──────── Given records
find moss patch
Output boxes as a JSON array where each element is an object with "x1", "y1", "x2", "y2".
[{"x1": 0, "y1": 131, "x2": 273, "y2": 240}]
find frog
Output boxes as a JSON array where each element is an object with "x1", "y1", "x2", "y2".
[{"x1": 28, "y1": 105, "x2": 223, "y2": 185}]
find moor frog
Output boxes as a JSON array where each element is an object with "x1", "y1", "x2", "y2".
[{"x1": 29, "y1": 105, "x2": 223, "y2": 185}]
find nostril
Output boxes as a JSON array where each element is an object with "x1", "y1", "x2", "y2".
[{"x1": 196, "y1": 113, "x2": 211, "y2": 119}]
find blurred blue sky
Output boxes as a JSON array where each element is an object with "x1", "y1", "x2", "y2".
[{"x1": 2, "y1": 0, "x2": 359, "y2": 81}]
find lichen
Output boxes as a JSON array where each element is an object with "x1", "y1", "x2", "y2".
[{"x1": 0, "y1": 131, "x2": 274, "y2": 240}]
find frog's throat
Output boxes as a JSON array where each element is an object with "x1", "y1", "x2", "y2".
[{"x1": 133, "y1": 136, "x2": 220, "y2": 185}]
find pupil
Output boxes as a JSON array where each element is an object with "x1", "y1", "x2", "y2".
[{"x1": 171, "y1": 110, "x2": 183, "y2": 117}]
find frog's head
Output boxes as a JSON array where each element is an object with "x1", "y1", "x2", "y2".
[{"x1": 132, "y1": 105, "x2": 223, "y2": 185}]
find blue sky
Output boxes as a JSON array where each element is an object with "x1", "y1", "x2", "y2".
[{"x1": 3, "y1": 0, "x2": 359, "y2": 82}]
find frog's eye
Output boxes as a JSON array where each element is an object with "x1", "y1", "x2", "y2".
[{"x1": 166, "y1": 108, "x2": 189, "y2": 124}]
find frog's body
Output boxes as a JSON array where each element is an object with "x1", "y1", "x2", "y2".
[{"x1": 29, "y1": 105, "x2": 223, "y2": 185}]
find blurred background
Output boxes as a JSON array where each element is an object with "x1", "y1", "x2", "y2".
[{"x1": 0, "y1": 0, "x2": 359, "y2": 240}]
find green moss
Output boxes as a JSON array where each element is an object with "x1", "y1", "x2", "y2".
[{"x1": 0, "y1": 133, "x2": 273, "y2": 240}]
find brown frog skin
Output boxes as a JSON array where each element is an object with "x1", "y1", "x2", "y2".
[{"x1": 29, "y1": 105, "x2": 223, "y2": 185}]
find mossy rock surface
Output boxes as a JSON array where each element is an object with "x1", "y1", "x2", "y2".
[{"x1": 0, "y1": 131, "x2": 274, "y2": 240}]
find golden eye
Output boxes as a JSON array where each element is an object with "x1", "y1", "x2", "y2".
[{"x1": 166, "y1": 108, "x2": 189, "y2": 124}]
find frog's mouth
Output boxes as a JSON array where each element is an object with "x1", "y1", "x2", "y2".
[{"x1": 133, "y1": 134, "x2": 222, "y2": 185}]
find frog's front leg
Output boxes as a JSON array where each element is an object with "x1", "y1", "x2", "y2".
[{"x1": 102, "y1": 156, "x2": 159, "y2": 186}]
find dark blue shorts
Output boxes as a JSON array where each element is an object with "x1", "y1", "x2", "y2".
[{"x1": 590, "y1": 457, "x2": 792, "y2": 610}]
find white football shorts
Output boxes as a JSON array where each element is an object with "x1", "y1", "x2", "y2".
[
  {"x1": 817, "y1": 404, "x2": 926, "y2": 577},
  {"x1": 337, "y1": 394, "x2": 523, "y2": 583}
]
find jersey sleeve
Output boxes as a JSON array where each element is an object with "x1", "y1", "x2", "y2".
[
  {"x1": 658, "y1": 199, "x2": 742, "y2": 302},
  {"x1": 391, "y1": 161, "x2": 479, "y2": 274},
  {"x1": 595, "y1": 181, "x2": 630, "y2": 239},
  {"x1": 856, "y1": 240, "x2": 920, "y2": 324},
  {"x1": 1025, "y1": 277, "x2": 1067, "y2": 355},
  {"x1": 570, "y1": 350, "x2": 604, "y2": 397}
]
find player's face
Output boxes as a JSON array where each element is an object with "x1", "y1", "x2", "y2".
────────────────
Aim
Reproduce every line between the line containing "find mossy rock surface" and the end of the records, inclusive, raising each box coordinate in the answers by 134 and leaving all other text unchanged.

Response to this exercise
find mossy rock surface
Output boxes as a JSON array where each element is an object with "x1", "y1", "x2", "y2".
[{"x1": 134, "y1": 265, "x2": 408, "y2": 374}]
find golden eye
Output boxes as a JSON array where each element is an object with "x1", "y1", "x2", "y2".
[{"x1": 300, "y1": 242, "x2": 323, "y2": 258}]
find frog's mouth
Output boxes as a JSON array where each element is an object with "x1", "y1", "x2", "y2".
[{"x1": 267, "y1": 268, "x2": 356, "y2": 319}]
find frog's front leg
Output boxes as a JSON array where each element is an object with "x1", "y1", "x2", "y2".
[{"x1": 236, "y1": 290, "x2": 293, "y2": 320}]
find dark blue shorts
Output boxes as a JSON array where each element is an object with "x1", "y1", "x2", "y2".
[{"x1": 724, "y1": 591, "x2": 926, "y2": 744}]
find white football shorts
Output boxes as a JSON array where each element is an object with "x1", "y1", "x2", "y2".
[
  {"x1": 951, "y1": 538, "x2": 1060, "y2": 711},
  {"x1": 471, "y1": 528, "x2": 657, "y2": 717}
]
find jersey sleeve
Output boxes as a JSON array where each element is an object with "x1", "y1", "x2", "y2".
[
  {"x1": 792, "y1": 333, "x2": 876, "y2": 436},
  {"x1": 525, "y1": 295, "x2": 613, "y2": 408},
  {"x1": 729, "y1": 315, "x2": 764, "y2": 373},
  {"x1": 990, "y1": 374, "x2": 1054, "y2": 458},
  {"x1": 1159, "y1": 411, "x2": 1201, "y2": 489},
  {"x1": 704, "y1": 484, "x2": 738, "y2": 531}
]
find player's face
Output boxes as a JSON array where each element is an object with "x1", "y1", "x2", "y2".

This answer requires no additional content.